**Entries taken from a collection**
★ ★ ★ ★ ★ ★ ★

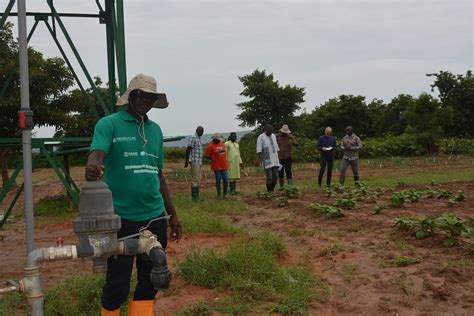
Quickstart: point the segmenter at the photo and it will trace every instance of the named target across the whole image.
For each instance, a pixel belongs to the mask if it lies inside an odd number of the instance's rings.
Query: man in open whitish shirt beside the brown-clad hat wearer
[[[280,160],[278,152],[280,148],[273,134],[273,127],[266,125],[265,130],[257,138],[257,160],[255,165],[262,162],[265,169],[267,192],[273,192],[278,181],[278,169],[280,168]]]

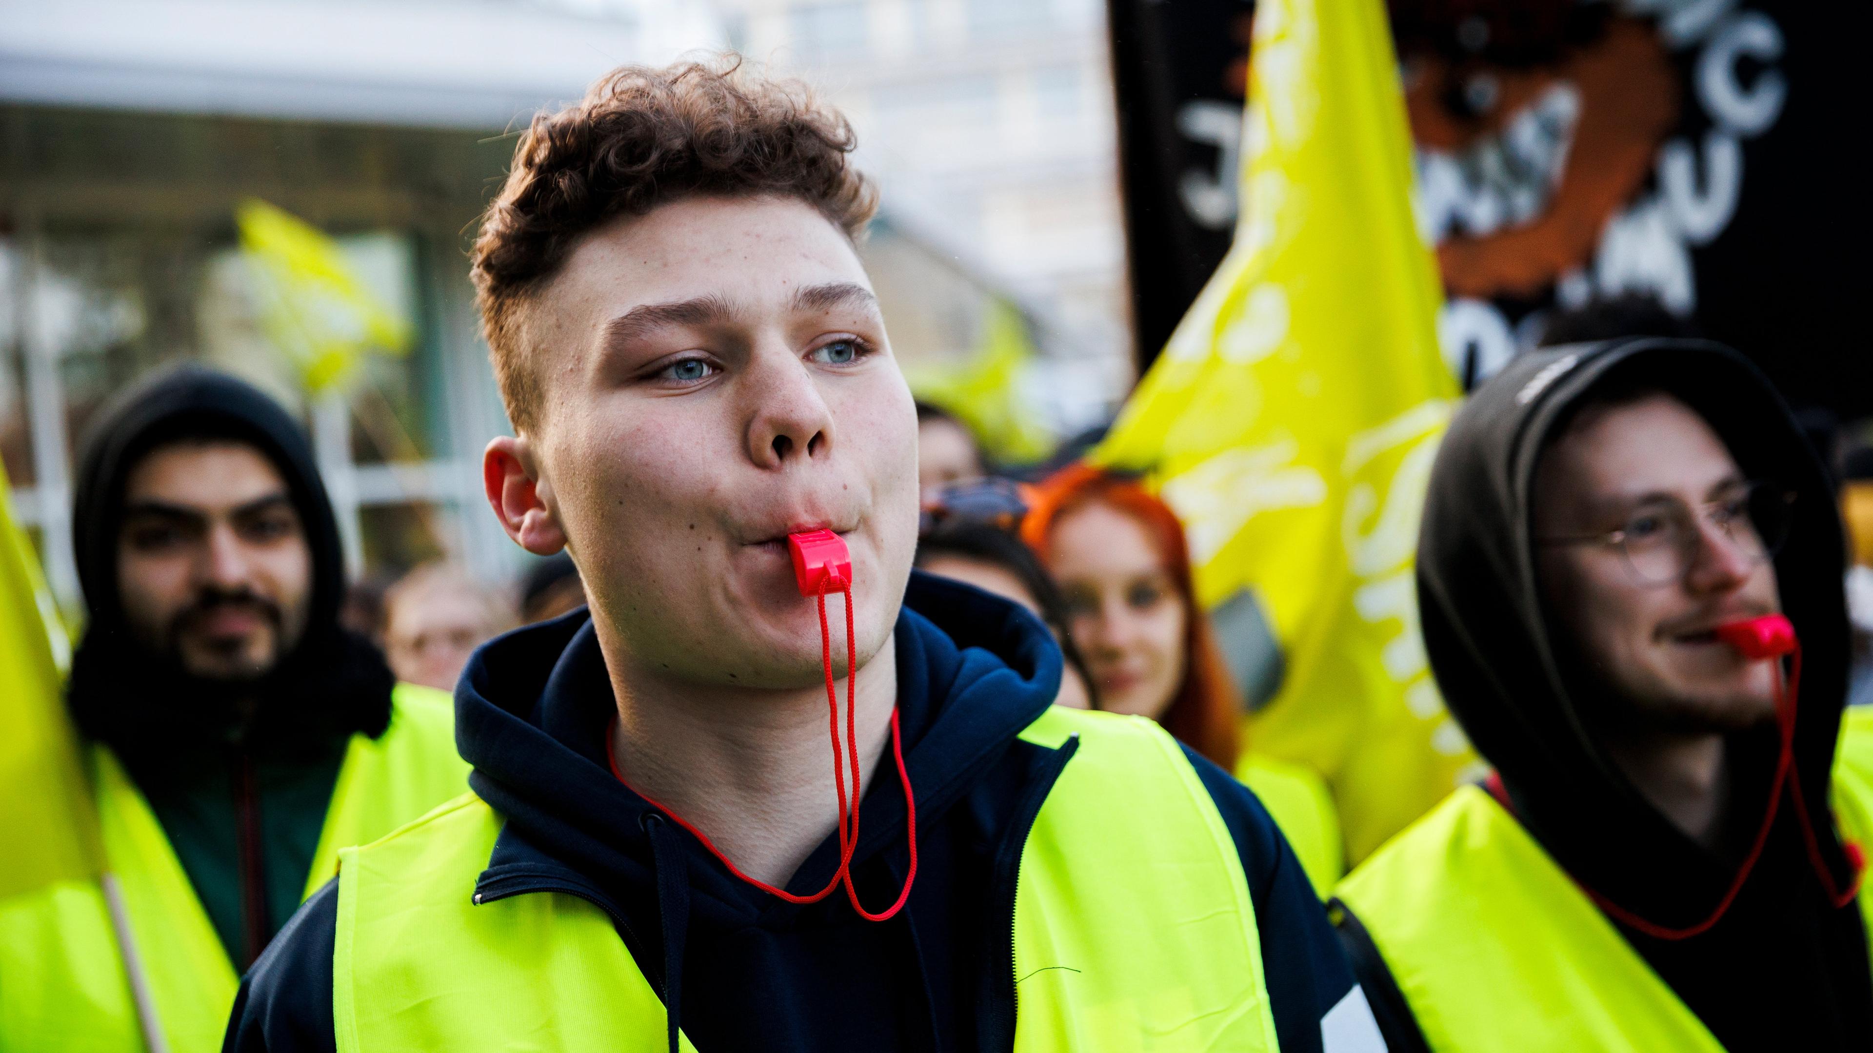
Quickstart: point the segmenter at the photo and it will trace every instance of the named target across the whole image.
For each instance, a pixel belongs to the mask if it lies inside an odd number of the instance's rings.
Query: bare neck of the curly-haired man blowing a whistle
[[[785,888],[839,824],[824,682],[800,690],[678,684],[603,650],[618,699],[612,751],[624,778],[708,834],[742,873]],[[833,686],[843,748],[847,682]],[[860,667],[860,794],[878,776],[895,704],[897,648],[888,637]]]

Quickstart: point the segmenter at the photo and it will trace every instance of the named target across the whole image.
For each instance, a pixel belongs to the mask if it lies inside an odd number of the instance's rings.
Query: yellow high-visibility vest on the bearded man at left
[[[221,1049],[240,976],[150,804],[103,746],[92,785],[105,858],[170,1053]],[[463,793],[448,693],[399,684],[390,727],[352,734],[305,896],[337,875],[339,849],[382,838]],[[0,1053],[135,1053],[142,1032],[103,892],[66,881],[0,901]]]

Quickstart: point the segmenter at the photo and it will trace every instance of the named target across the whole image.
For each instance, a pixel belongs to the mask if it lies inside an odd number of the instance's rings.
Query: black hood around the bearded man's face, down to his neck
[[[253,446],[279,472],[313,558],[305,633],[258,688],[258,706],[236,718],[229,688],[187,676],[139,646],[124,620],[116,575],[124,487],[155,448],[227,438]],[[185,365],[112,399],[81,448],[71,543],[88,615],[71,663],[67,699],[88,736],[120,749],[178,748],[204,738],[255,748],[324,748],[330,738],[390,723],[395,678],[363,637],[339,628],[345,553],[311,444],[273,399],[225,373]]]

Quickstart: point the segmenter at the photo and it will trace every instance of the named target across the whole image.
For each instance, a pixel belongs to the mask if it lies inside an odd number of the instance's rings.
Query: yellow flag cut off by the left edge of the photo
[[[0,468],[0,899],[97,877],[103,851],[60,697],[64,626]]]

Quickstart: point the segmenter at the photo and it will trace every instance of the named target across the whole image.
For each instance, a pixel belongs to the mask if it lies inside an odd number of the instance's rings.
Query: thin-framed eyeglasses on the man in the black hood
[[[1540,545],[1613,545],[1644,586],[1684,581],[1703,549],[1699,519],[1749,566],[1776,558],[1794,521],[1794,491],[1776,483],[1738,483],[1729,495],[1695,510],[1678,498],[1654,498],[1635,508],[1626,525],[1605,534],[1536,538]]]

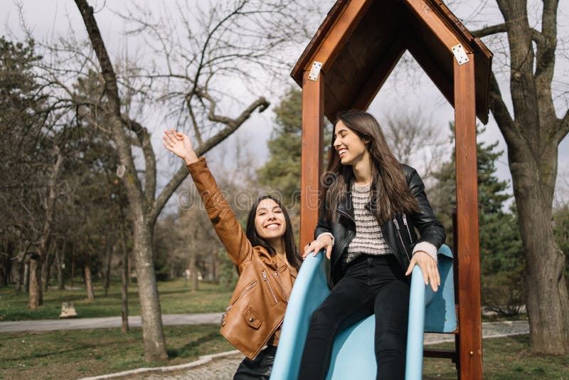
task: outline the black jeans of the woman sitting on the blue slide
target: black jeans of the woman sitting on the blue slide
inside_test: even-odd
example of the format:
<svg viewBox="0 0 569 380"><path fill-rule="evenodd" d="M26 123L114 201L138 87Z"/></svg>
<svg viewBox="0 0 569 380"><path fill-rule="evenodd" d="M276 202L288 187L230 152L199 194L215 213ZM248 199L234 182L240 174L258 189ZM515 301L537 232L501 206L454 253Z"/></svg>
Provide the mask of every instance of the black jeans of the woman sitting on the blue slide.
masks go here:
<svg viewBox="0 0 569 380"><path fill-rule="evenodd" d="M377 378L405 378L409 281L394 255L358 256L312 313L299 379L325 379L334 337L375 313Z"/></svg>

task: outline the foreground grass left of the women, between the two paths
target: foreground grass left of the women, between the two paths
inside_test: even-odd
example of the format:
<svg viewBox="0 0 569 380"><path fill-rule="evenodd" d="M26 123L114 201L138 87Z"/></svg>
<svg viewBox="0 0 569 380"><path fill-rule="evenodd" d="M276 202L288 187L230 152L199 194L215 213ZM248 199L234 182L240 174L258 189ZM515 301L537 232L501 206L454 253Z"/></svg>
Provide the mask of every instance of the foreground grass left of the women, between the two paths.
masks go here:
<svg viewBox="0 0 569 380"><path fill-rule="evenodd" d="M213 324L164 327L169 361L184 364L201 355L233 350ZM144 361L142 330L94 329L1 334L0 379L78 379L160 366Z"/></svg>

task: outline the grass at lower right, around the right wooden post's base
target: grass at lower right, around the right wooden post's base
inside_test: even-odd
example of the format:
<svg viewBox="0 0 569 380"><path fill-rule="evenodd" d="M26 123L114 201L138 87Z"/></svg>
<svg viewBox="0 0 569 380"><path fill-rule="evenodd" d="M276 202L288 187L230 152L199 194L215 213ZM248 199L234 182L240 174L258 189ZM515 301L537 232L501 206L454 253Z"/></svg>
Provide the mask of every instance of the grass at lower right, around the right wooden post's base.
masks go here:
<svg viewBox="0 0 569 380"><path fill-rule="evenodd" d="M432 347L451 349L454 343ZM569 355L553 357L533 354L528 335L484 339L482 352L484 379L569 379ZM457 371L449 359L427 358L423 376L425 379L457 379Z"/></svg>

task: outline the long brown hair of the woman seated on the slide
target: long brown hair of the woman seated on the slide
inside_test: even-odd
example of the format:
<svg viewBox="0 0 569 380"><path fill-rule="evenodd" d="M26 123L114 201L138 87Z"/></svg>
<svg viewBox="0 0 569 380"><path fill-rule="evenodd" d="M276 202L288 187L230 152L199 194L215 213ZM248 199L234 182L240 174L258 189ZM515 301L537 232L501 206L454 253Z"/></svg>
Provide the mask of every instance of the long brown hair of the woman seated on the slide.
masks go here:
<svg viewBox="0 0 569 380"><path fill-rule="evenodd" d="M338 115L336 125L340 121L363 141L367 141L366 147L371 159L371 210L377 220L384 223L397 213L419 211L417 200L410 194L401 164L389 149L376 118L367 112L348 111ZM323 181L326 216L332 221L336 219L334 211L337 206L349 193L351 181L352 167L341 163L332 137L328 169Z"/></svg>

★ ★ ★ ★ ★ ★ ★

**TASK DETAILS**
Copy all of the data above exactly. Leave out every picture.

**RESULT OF THE EXERCISE**
Quickstart: point the segmenter at the photo and it will trace every instance of the named target across the whole image.
For each instance, a pixel belongs to the mask if it lies inside an odd number of the instance's rings.
Query: man in open whitish shirt beside the brown-clad hat wearer
[[[280,160],[278,152],[280,148],[273,134],[273,127],[266,125],[265,130],[257,138],[257,160],[255,165],[262,162],[265,169],[267,192],[273,192],[278,181],[278,169],[280,168]]]

Quickstart: point the segmenter at the photo and it will trace every instance of the named target across the whole image.
For each instance, a pixel belongs to the mask if it lies inside an odd number of the instance's rings.
Query: bare neck of the curly-haired man blowing a whistle
[[[785,888],[839,824],[824,682],[800,690],[678,684],[603,650],[618,699],[612,751],[624,778],[708,834],[742,873]],[[833,686],[843,748],[847,682]],[[860,667],[860,794],[878,776],[895,704],[897,648],[888,637]]]

Quickstart: point the segmenter at the photo and it will trace every instance of the named target across the whole image.
For each instance, a pixel belongs to the mask if it lies inside an odd number of the instance's rings.
Query: yellow high-visibility vest on the bearded man at left
[[[221,1049],[240,976],[150,804],[103,746],[92,785],[105,858],[170,1053]],[[463,793],[448,693],[399,684],[390,727],[352,734],[305,896],[337,875],[339,849],[382,838]],[[0,1053],[135,1053],[142,1032],[103,892],[66,881],[0,901]]]

Quickstart: point the segmenter at the photo and it will trace every instance of the named target across the whole image.
For each instance, a pixel belongs to the mask if it lies inside an odd number of the instance's rings.
Query: black hood around the bearded man's face, down to his neck
[[[253,446],[279,472],[313,558],[305,633],[258,688],[258,706],[236,718],[229,688],[187,676],[139,646],[124,620],[116,575],[124,487],[155,448],[227,438]],[[185,365],[112,399],[81,448],[71,543],[88,615],[71,663],[67,699],[88,736],[120,749],[178,748],[204,738],[255,748],[324,748],[330,738],[390,723],[395,678],[363,637],[339,628],[345,553],[311,444],[273,399],[225,373]]]

Quickstart: point the segmenter at the photo and it will trace every instance of the named target across the whole image.
For each instance, a pixel belongs to the mask if it lies inside an odd number of the instance's rings.
Query: yellow flag cut off by the left edge of the photo
[[[0,468],[0,899],[97,877],[103,851],[60,697],[64,626]]]

Quickstart: point the segmenter at the photo and it will trace every instance of the named target across the whole image.
For each instance, a pixel belongs to the mask if it lies inside an odd number of the instance's rings.
Query: thin-framed eyeglasses on the man in the black hood
[[[1540,545],[1613,545],[1644,586],[1684,581],[1703,549],[1699,519],[1749,566],[1776,558],[1794,521],[1794,491],[1776,483],[1738,483],[1729,495],[1695,510],[1678,498],[1654,498],[1635,508],[1626,525],[1605,534],[1536,538]]]

task: outline the black jeans of the woman sitting on the blue slide
target: black jeans of the woman sitting on the blue slide
inside_test: even-odd
example of the format:
<svg viewBox="0 0 569 380"><path fill-rule="evenodd" d="M26 123L114 201L138 87Z"/></svg>
<svg viewBox="0 0 569 380"><path fill-rule="evenodd" d="M276 202L288 187L230 152L199 194L215 213ZM248 199L234 182L240 174L258 189ZM515 301L537 232L501 206L454 253Z"/></svg>
Provide the mask of every instance of the black jeans of the woman sitting on the blue slide.
masks go here:
<svg viewBox="0 0 569 380"><path fill-rule="evenodd" d="M377 378L405 378L409 281L394 255L358 256L312 313L299 379L325 379L334 337L375 313Z"/></svg>

task: outline the foreground grass left of the women, between the two paths
target: foreground grass left of the women, between the two paths
inside_test: even-odd
example of the format:
<svg viewBox="0 0 569 380"><path fill-rule="evenodd" d="M26 123L114 201L138 87Z"/></svg>
<svg viewBox="0 0 569 380"><path fill-rule="evenodd" d="M276 202L288 187L230 152L199 194L215 213ZM248 199L234 182L240 174L258 189ZM515 301L537 232L501 206L454 253Z"/></svg>
Provide the mask of every instance of the foreground grass left of the women, between the two paths.
masks go here:
<svg viewBox="0 0 569 380"><path fill-rule="evenodd" d="M213 324L164 327L169 361L184 364L201 355L233 350ZM144 361L142 330L94 329L1 334L0 379L78 379L160 366Z"/></svg>

task: outline the grass at lower right, around the right wooden post's base
target: grass at lower right, around the right wooden post's base
inside_test: even-odd
example of the format:
<svg viewBox="0 0 569 380"><path fill-rule="evenodd" d="M26 123L114 201L138 87Z"/></svg>
<svg viewBox="0 0 569 380"><path fill-rule="evenodd" d="M276 202L288 187L230 152L199 194L215 213ZM248 199L234 182L240 174L258 189ZM515 301L537 232L501 206L454 253Z"/></svg>
Provide the mask of every instance of the grass at lower right, around the right wooden post's base.
masks go here:
<svg viewBox="0 0 569 380"><path fill-rule="evenodd" d="M432 347L451 349L454 343ZM569 355L553 357L533 354L528 335L484 339L482 352L484 379L569 379ZM457 371L449 359L427 358L423 376L425 379L457 379Z"/></svg>

task: outline the long brown hair of the woman seated on the slide
target: long brown hair of the woman seated on the slide
inside_test: even-odd
example of the format:
<svg viewBox="0 0 569 380"><path fill-rule="evenodd" d="M26 123L114 201L138 87Z"/></svg>
<svg viewBox="0 0 569 380"><path fill-rule="evenodd" d="M276 202L288 187L230 152L199 194L215 213ZM248 199L234 182L240 174L258 189ZM515 301L537 232L501 206L454 253Z"/></svg>
Provide the mask of every instance of the long brown hair of the woman seated on the slide.
masks go here:
<svg viewBox="0 0 569 380"><path fill-rule="evenodd" d="M338 115L336 125L340 121L363 141L367 141L366 147L371 159L371 210L377 220L384 223L397 213L419 211L417 200L410 194L401 164L389 149L376 118L367 112L348 111ZM323 181L326 216L332 221L336 219L334 211L337 206L349 193L351 181L352 167L341 163L332 137L328 169Z"/></svg>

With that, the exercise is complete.